▶ [EXCERPT]:
....................

A mother was left to feel like an "absolute freak" on her wedding day after a breast enlargement operation went badly wrong. Reporter JOLENE HILL hears about the dangers of plastic surgery ...

SANDY Young wanted breast implants after having children so she would look her best when she married long-term partner Vince Young.

After much thought, in August last year she booked into the Sloane Hospital in Beckenham for the £5,500 operation which would see her grow from a 36C to a 38D.

But following a successful operation she developed MRSA and within four weeks the superbug had eaten through her left breast.

Just two days before her wedding, concerned doctors were forced to remove the implant.

The mother-of-two was left wearing a padded bra on her big day so her chest would not look lopsided.

She said: "It made me feel an absolute freak on my wedding day."

Mrs Young of St James Lane, Greenhithe, says she thought hard about the operation for years.

....................

▶ [DATA BLOCK]:
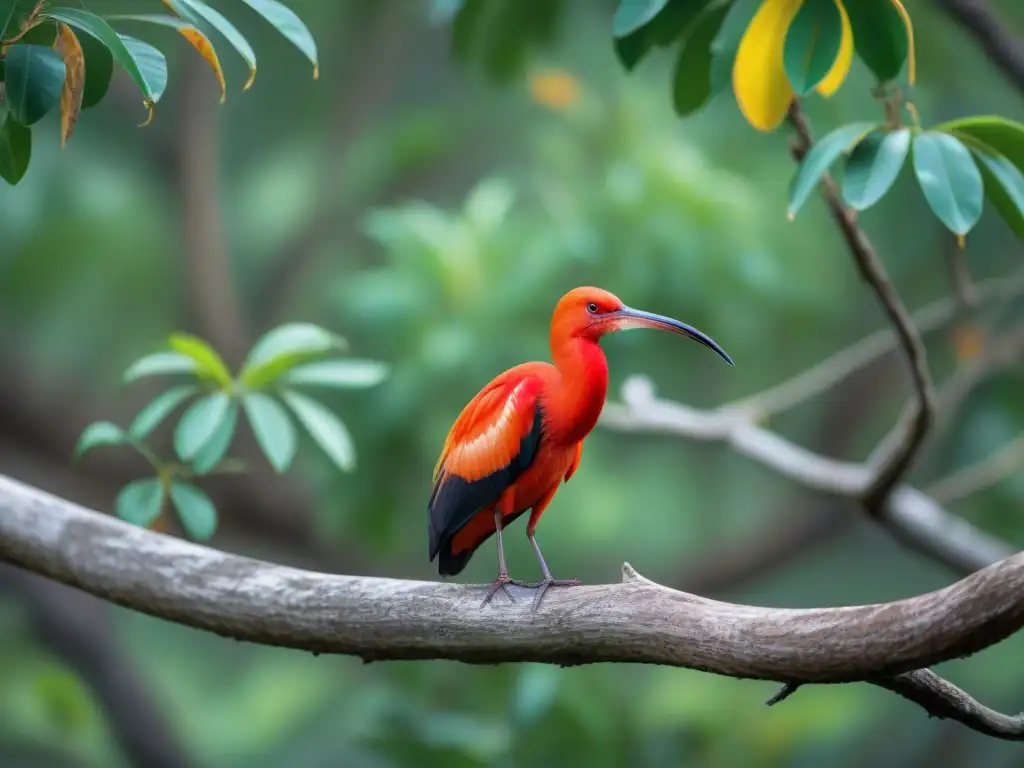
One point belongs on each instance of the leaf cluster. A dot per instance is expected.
(55, 54)
(267, 387)
(956, 164)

....................

▶ [WHAT IS BEING ASKED]:
In the news story about Sandy Young, at which hospital did she book her breast enlargement operation?

▶ [ANSWER FOR THE TASK]:
The Sloane Hospital in Beckenham.